**Document segment:**
——————
Announcer: The following is a special presentation of The World Tomorrow, with Herbert W. Armstrong.

Armstrong: I speak as a voice crying out in the 20th century wilderness of religious confusion, showing what is soon coming on this world.
The subject of Armageddon and the end of the world has been appearing in the public press, more or less often in the last 25 years. The disciples asked
Jesus Christ for a sign of his second coming and the end of the world, and he replied, as you find in Matthew 24:14, “And this gospel of the kingdom
shall be preached in all the world, for the witness unto all nations, and then shall the end come.” Believe it or not, He was speaking of this very
program.

Nick: Did you ever go to Petra?

Glynn: I’ve never been to Petra. I’ve never been to Petra. That was the whole deal. We’re definitely going to a place of safety, but I was like, go
live in a cave. I don’t know, I was thinking like a space ship or a weather balloon, the moon, something cool. But from what I understand, this is more
than just a cave, this is one of the stone archeological wonders of the world. There’re statues and frescoes. I’ve never been, you’ve got to tell me
what this like.

Nick: Indiana Jones and the Last Crusade. There’s a scene where they go into the temple where eventually they find the holy grail and that the
entrance to that-

Glynn: That’s Petra?

Nick: Is Petra. Yeah. If there’s going to be some crazy post-apocalyptic Jesus coming down from heaven, it’s got to be in a place like that, for sure.

Glynn: The idea was we’re going to go live in the caves of Petra for three and a half years. And then Jesus was going to come back and set things
right. It was imminent. Any moment, things are about to be over unless you got your act right. I was a true believer.

Nick: From luminary you’re listening to Love and Radio. I’m Nick Van der Kolk. Today’s episode “The world tomorrow,” featuring Glynn Washington. How
the fuck does a black family end up in a white supremacist doomsday cult?

Glynn: I think a lot of my work in general, a lot of my storytelling is trying to answer that question. How do you get into to be in the middle of a white supremacist Jesus cult? They didn’t lead with the white supremacy aspect of it. That was something that came out once you got more into the theology. When I was 11 years old, I was sitting in church next to my buddy. And the pastor starts talking about the story of the flood that you don’t know, the secret story of the flood.

Glynn: Noah, God tells him he’s got to go and make this ark. And Noah started doing it because Noah is faithful. And then animals start filing in two
by two. Cool, people are still partying, being sinful. Noah gets in the ark with his wife and his three kids. The rains come down for 40 days and 40 nights, the ship sails for a year. And finally it stops and the world is clean and it’s new. It’s free of sin. All the sin has been washed away by this
flood that was sent by the Lord. And then Noah gets out and he’s so happy. He’s so happy. He does a dance of joy to the Lord and finally falls down
exhausted.
——————
**What to work on:**
a. From the podcast transcript, extract the passage from "Nick: Indiana Jones" up to and including "supremacist doomsday cult?".
b. Condense the paragraph of the podcast transcript that begins "Noah, God tells him" into a bulleted list of its main events.

**Available data:**
——————
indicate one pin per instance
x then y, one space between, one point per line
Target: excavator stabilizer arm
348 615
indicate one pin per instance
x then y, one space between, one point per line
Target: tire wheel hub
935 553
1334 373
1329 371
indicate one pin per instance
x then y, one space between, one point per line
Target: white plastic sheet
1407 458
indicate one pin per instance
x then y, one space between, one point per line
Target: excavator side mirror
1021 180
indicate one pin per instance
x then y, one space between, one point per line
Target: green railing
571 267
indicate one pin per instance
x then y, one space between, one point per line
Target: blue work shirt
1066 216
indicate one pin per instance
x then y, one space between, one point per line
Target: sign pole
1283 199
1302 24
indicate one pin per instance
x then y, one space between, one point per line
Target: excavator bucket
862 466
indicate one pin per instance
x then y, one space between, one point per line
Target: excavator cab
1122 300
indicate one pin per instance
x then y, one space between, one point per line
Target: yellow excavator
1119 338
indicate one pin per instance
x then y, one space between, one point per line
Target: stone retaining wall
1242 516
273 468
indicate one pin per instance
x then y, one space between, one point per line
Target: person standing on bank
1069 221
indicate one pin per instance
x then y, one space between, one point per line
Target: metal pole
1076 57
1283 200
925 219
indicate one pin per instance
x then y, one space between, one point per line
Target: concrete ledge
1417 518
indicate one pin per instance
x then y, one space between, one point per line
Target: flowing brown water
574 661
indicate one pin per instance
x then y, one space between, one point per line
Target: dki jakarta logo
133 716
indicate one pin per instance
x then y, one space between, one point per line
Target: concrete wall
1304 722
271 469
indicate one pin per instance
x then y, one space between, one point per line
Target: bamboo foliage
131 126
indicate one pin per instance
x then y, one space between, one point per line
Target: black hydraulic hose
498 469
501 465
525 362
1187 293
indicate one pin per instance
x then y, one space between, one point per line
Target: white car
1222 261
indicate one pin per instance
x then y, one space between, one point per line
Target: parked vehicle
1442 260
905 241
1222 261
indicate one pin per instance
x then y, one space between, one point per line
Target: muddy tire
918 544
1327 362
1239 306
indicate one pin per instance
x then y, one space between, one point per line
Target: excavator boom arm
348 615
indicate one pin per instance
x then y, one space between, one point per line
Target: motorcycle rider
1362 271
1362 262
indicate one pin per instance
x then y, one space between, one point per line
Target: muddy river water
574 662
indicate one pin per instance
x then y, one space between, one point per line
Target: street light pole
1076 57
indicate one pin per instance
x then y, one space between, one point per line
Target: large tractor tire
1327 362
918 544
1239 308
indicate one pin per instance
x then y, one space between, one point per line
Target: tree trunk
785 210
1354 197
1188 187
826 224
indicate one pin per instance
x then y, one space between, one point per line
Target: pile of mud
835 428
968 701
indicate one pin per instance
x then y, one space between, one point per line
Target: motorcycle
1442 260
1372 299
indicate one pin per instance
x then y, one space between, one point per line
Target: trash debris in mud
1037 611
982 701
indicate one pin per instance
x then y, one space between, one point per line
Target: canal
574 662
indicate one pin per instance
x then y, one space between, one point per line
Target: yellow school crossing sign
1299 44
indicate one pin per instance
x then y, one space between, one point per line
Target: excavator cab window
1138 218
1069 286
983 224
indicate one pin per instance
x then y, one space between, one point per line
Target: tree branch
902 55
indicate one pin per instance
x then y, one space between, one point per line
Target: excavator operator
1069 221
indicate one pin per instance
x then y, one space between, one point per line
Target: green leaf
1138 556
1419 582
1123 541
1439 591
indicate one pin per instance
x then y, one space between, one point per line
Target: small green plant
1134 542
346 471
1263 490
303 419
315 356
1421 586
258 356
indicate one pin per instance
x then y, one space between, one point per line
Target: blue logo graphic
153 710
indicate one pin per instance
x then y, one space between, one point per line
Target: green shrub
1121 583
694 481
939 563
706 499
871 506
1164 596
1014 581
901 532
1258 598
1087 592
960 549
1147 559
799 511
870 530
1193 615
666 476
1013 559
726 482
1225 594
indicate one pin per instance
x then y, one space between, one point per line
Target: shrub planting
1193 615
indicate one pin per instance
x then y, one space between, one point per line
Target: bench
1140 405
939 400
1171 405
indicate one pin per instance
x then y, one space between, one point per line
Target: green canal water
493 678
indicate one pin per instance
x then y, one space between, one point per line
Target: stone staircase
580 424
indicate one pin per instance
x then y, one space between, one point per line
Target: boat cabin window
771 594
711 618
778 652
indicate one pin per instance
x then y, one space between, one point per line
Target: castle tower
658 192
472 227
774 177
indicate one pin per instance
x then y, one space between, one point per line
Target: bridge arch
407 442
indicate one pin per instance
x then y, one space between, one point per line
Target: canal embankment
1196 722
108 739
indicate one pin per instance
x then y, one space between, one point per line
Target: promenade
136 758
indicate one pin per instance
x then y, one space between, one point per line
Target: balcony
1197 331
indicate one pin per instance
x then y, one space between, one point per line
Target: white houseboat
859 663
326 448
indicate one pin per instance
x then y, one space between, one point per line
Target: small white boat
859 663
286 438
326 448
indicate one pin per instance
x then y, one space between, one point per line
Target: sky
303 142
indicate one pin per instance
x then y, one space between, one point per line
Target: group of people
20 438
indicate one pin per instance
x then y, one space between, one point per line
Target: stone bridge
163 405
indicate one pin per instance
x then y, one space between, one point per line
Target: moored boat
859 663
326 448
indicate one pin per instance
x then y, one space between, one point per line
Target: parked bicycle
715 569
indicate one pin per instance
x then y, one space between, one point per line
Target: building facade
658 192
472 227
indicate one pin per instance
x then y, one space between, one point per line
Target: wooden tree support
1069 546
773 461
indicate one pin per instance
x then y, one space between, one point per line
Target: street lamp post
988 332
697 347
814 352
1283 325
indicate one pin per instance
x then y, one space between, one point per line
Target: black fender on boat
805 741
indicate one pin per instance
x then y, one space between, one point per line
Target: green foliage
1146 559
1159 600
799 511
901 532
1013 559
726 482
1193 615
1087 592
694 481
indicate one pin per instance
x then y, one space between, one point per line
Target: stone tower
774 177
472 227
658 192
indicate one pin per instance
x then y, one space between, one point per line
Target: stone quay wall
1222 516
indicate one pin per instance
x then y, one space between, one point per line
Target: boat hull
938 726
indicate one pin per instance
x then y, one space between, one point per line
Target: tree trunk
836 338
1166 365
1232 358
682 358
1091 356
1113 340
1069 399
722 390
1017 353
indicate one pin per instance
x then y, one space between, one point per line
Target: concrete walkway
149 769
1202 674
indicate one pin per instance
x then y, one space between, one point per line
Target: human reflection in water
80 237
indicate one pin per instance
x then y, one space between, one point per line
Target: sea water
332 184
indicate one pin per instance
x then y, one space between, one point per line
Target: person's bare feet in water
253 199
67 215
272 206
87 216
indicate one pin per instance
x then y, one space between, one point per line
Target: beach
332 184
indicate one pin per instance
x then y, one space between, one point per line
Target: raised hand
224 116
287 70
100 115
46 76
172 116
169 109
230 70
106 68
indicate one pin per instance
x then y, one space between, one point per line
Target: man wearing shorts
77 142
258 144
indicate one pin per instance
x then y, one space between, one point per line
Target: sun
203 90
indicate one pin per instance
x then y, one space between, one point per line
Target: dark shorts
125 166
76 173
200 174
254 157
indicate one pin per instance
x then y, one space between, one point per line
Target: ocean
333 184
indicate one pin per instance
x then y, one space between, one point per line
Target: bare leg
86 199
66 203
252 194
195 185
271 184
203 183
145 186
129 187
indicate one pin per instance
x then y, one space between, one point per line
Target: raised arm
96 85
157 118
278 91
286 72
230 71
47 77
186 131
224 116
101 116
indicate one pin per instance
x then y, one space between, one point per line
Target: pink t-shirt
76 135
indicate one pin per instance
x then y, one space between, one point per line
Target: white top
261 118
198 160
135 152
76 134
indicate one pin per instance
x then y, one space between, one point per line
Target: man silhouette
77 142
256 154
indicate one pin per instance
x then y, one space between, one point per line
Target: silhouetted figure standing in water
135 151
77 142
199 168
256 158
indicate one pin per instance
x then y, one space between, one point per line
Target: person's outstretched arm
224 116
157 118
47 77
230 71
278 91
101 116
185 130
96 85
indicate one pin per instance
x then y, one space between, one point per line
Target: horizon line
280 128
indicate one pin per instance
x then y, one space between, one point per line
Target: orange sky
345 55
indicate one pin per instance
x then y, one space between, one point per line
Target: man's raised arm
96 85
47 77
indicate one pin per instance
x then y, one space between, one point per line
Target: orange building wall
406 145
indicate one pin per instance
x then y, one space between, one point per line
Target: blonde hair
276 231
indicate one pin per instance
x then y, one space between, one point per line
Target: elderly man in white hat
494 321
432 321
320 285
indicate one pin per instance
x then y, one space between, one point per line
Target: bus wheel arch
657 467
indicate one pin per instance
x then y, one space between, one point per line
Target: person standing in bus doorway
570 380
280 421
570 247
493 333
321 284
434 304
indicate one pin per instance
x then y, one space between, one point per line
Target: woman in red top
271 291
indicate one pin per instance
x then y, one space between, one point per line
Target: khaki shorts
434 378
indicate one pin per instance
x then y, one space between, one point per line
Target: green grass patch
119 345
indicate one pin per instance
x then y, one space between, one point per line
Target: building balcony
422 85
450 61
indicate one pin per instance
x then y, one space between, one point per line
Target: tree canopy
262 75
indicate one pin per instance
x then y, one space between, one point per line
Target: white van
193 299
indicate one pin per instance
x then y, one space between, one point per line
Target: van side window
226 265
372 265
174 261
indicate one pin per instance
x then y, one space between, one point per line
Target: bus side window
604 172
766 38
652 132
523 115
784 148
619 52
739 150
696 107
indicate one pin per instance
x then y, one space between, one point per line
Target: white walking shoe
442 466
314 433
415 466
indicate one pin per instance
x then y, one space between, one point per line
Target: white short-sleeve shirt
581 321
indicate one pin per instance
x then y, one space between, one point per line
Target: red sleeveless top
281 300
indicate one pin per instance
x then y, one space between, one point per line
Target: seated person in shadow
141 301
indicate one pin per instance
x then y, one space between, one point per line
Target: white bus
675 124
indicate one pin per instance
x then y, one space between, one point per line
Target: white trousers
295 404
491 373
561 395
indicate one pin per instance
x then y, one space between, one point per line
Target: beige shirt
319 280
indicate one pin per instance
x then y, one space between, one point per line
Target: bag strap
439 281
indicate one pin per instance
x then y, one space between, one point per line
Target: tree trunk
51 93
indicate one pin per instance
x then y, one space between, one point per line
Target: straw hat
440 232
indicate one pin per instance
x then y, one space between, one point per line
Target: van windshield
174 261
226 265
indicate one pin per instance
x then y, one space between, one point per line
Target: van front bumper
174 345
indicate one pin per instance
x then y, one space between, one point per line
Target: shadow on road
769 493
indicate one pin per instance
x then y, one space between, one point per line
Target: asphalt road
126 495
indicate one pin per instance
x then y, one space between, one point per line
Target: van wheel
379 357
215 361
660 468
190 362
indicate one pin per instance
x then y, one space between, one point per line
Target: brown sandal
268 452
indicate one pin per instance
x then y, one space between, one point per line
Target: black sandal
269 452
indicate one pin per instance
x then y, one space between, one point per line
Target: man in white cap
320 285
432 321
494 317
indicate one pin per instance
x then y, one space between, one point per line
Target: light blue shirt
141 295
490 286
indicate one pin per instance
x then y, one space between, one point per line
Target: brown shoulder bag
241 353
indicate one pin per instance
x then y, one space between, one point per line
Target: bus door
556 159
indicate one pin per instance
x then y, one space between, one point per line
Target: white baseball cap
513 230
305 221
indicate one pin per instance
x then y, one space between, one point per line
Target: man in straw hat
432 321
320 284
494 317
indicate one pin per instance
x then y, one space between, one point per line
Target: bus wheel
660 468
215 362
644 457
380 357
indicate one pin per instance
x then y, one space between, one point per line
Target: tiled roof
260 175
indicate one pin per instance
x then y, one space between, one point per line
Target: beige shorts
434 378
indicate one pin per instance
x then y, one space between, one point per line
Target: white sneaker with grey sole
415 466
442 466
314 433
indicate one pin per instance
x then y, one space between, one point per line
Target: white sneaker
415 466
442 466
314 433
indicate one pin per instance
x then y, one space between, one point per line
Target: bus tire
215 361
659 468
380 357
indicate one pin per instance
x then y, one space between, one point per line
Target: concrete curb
——————
**Response list:**
a.
Nick: Indiana Jones and the Last Crusade. There’s a scene where they go into the temple where eventually they find the holy grail and that the
entrance to that-

Glynn: That’s Petra?

Nick: Is Petra. Yeah. If there’s going to be some crazy post-apocalyptic Jesus coming down from heaven, it’s got to be in a place like that, for sure.

Glynn: The idea was we’re going to go live in the caves of Petra for three and a half years. And then Jesus was going to come back and set things
right. It was imminent. Any moment, things are about to be over unless you got your act right. I was a true believer.

Nick: From luminary you’re listening to Love and Radio. I’m Nick Van der Kolk. Today’s episode “The world tomorrow,” featuring Glynn Washington. How
the fuck does a black family end up in a white supremacist doomsday cult?

b.
- God tells Noah to build an ark, and Noah, being faithful, does it.
- Animals file in two by two while people keep partying and sinning.
- Noah boards the ark with his wife and three kids.
- Rain falls for 40 days and 40 nights, and the ship sails for a year.
- When it stops, the world is clean, new and free of sin, all washed away by the flood the Lord sent.
- Noah gets out, dances with joy to the Lord, and finally falls down exhausted.